What to produce » When the line containing "Target: wooden table" is reached, begin reproducing lines exactly and continue through the last line of the records below.

BEGIN Supplied material

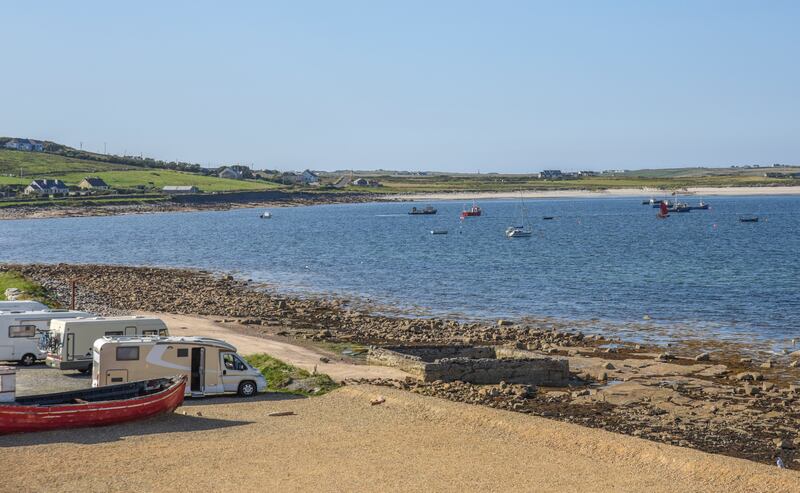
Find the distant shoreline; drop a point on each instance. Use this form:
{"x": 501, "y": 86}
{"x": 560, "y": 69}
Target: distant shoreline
{"x": 55, "y": 211}
{"x": 609, "y": 193}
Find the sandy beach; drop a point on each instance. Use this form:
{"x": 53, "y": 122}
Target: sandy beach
{"x": 608, "y": 193}
{"x": 339, "y": 442}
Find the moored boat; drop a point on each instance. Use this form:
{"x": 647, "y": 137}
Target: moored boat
{"x": 424, "y": 211}
{"x": 93, "y": 407}
{"x": 473, "y": 211}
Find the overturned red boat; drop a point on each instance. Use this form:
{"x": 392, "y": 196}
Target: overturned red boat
{"x": 93, "y": 407}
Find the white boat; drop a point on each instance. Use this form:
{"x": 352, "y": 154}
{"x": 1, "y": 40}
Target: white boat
{"x": 520, "y": 231}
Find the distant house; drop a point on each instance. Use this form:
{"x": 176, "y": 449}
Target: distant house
{"x": 230, "y": 173}
{"x": 93, "y": 183}
{"x": 46, "y": 187}
{"x": 309, "y": 177}
{"x": 550, "y": 174}
{"x": 25, "y": 145}
{"x": 179, "y": 189}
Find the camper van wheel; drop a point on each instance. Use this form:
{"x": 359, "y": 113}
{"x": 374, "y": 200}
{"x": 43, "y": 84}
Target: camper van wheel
{"x": 247, "y": 388}
{"x": 27, "y": 360}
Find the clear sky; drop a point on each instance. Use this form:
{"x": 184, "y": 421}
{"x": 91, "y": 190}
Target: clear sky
{"x": 442, "y": 85}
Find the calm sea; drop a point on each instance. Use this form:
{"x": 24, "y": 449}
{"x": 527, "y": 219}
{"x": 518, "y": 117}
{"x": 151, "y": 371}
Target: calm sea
{"x": 604, "y": 264}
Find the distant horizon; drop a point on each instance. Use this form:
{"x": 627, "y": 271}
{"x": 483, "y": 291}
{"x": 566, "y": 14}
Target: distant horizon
{"x": 448, "y": 86}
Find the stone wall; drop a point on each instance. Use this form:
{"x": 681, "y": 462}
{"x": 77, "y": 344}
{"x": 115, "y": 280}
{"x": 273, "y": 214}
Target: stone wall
{"x": 481, "y": 365}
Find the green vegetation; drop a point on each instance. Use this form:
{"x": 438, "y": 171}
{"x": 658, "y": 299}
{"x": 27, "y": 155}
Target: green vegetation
{"x": 30, "y": 290}
{"x": 42, "y": 165}
{"x": 670, "y": 179}
{"x": 281, "y": 377}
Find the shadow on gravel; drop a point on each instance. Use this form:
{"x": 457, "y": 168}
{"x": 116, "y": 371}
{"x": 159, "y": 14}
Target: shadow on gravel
{"x": 172, "y": 423}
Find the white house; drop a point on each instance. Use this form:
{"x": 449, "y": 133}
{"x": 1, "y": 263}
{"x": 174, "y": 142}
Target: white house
{"x": 179, "y": 189}
{"x": 25, "y": 145}
{"x": 308, "y": 177}
{"x": 230, "y": 173}
{"x": 46, "y": 187}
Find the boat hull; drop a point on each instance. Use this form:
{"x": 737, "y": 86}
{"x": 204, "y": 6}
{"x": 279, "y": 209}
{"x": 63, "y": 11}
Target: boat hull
{"x": 27, "y": 418}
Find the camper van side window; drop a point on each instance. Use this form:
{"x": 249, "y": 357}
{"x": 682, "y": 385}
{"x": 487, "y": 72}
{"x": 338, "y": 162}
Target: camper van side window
{"x": 21, "y": 330}
{"x": 129, "y": 353}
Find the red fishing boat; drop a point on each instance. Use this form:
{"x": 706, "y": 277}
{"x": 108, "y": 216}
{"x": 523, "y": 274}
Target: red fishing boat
{"x": 473, "y": 211}
{"x": 93, "y": 407}
{"x": 663, "y": 212}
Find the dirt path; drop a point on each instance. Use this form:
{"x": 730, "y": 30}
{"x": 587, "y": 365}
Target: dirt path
{"x": 299, "y": 356}
{"x": 339, "y": 442}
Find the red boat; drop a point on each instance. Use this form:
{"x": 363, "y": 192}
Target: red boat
{"x": 93, "y": 407}
{"x": 473, "y": 211}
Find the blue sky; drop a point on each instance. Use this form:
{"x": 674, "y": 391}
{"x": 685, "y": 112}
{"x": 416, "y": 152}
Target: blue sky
{"x": 444, "y": 85}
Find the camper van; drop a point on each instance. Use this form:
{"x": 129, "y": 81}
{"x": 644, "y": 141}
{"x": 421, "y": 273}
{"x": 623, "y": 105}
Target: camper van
{"x": 212, "y": 366}
{"x": 21, "y": 306}
{"x": 20, "y": 333}
{"x": 69, "y": 342}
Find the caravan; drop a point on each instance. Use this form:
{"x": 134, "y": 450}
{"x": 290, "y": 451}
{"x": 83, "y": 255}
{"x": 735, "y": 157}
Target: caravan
{"x": 20, "y": 332}
{"x": 212, "y": 366}
{"x": 69, "y": 342}
{"x": 21, "y": 306}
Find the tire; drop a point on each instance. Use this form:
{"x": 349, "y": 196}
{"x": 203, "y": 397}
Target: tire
{"x": 27, "y": 359}
{"x": 248, "y": 388}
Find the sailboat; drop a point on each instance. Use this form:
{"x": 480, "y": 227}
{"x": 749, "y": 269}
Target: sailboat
{"x": 523, "y": 231}
{"x": 663, "y": 212}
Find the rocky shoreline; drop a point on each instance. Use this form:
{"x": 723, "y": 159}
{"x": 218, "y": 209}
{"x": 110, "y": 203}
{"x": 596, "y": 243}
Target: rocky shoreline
{"x": 718, "y": 402}
{"x": 92, "y": 210}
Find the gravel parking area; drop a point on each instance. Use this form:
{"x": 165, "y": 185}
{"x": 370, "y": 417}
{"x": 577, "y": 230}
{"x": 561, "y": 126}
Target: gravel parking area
{"x": 41, "y": 379}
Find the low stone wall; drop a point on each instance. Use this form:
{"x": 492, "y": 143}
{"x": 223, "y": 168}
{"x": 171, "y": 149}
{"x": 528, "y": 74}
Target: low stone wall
{"x": 474, "y": 364}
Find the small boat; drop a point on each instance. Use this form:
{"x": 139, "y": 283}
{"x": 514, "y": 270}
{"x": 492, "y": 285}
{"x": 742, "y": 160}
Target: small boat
{"x": 93, "y": 407}
{"x": 518, "y": 232}
{"x": 663, "y": 212}
{"x": 422, "y": 212}
{"x": 680, "y": 207}
{"x": 473, "y": 211}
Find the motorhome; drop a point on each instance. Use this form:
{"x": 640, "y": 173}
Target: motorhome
{"x": 69, "y": 342}
{"x": 212, "y": 366}
{"x": 20, "y": 333}
{"x": 21, "y": 306}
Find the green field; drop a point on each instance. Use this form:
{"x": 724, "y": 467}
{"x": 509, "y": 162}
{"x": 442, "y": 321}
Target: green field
{"x": 72, "y": 171}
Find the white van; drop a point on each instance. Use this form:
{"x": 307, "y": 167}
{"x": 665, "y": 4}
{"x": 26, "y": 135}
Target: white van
{"x": 21, "y": 306}
{"x": 69, "y": 341}
{"x": 20, "y": 333}
{"x": 212, "y": 366}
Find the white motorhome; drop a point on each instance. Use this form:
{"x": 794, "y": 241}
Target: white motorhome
{"x": 212, "y": 366}
{"x": 21, "y": 306}
{"x": 20, "y": 333}
{"x": 69, "y": 341}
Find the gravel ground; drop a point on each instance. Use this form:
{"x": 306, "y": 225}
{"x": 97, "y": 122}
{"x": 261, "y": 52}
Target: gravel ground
{"x": 41, "y": 379}
{"x": 339, "y": 442}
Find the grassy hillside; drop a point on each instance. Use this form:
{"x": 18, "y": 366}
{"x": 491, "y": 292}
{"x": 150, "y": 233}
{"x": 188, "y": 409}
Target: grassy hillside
{"x": 72, "y": 171}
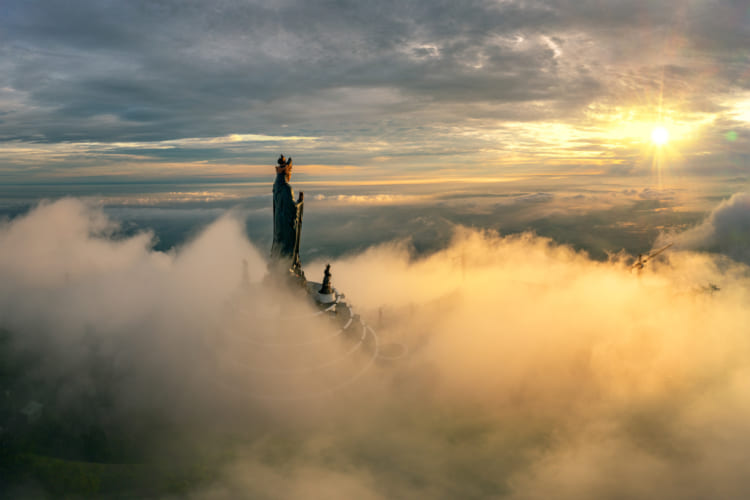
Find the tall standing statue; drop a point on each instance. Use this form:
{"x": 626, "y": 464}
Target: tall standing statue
{"x": 287, "y": 218}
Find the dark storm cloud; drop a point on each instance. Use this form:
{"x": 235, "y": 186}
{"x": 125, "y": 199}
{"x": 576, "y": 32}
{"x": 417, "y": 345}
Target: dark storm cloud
{"x": 153, "y": 71}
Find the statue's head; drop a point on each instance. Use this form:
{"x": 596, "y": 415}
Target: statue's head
{"x": 284, "y": 167}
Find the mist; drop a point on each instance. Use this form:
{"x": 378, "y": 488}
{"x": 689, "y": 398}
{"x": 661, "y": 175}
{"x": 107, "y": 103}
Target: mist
{"x": 531, "y": 370}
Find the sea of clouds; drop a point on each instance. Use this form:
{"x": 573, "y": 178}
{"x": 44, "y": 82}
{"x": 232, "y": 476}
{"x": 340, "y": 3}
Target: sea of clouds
{"x": 532, "y": 371}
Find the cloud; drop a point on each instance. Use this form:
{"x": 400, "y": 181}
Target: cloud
{"x": 401, "y": 81}
{"x": 726, "y": 230}
{"x": 532, "y": 371}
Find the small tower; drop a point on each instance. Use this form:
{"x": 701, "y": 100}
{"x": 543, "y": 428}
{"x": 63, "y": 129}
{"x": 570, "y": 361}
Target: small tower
{"x": 326, "y": 294}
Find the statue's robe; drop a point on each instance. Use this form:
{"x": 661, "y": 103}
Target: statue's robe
{"x": 287, "y": 223}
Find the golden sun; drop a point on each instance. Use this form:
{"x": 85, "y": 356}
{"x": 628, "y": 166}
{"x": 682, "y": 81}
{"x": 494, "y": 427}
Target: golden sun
{"x": 659, "y": 136}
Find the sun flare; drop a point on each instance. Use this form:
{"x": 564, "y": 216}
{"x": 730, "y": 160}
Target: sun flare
{"x": 659, "y": 136}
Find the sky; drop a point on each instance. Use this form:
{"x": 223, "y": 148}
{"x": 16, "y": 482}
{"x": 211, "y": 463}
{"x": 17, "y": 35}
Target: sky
{"x": 182, "y": 90}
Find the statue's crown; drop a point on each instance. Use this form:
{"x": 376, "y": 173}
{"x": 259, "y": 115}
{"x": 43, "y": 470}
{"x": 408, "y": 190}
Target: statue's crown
{"x": 283, "y": 165}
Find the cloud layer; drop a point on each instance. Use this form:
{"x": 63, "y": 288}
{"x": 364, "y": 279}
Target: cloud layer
{"x": 97, "y": 84}
{"x": 532, "y": 372}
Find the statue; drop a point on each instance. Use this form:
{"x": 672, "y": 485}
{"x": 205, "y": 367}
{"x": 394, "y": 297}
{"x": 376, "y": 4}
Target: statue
{"x": 287, "y": 218}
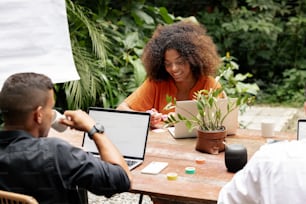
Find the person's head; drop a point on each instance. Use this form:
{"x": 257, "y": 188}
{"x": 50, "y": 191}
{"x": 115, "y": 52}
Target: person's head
{"x": 192, "y": 44}
{"x": 26, "y": 103}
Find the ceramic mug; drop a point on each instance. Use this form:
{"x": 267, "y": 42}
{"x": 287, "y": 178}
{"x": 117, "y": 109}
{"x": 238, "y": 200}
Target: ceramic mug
{"x": 56, "y": 125}
{"x": 267, "y": 128}
{"x": 236, "y": 157}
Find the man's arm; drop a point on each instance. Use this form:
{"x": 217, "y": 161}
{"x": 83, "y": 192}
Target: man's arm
{"x": 80, "y": 120}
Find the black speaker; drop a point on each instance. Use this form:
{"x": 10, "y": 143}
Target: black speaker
{"x": 236, "y": 157}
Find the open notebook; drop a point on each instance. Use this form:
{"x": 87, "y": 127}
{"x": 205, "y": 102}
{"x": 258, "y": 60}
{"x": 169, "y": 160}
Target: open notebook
{"x": 189, "y": 106}
{"x": 128, "y": 130}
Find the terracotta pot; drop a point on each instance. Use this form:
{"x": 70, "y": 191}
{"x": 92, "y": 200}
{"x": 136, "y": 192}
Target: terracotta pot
{"x": 211, "y": 142}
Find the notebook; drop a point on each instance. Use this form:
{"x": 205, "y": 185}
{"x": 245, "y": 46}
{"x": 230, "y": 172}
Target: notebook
{"x": 189, "y": 106}
{"x": 128, "y": 131}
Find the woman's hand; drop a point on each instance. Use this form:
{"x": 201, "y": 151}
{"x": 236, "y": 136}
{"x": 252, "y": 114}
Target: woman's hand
{"x": 156, "y": 117}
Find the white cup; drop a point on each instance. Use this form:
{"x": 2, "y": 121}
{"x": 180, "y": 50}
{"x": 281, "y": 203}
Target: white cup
{"x": 56, "y": 125}
{"x": 267, "y": 128}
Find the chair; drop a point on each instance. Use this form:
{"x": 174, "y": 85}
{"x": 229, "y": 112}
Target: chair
{"x": 16, "y": 198}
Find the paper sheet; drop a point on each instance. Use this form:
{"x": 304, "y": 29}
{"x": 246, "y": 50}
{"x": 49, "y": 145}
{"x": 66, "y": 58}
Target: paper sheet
{"x": 34, "y": 36}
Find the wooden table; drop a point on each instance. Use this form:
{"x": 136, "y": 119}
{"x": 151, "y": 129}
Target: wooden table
{"x": 201, "y": 187}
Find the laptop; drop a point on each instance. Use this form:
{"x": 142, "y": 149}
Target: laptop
{"x": 128, "y": 131}
{"x": 189, "y": 106}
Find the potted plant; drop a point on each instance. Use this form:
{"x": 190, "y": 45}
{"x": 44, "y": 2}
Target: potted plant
{"x": 209, "y": 119}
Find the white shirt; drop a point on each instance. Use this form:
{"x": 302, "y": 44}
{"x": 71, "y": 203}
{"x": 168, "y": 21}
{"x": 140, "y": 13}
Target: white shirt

END Supplied material

Result below »
Target: wooden table
{"x": 201, "y": 187}
Find the laptop; drop a point on each instance. Use this form:
{"x": 142, "y": 149}
Target: laptop
{"x": 128, "y": 131}
{"x": 189, "y": 106}
Find the potted plant; drop a point on each instance. Use this form:
{"x": 190, "y": 45}
{"x": 44, "y": 2}
Target: potted plant
{"x": 209, "y": 119}
Find the white shirt; drop a point on each instance. Use this form:
{"x": 302, "y": 44}
{"x": 71, "y": 203}
{"x": 168, "y": 21}
{"x": 140, "y": 13}
Target: white shirt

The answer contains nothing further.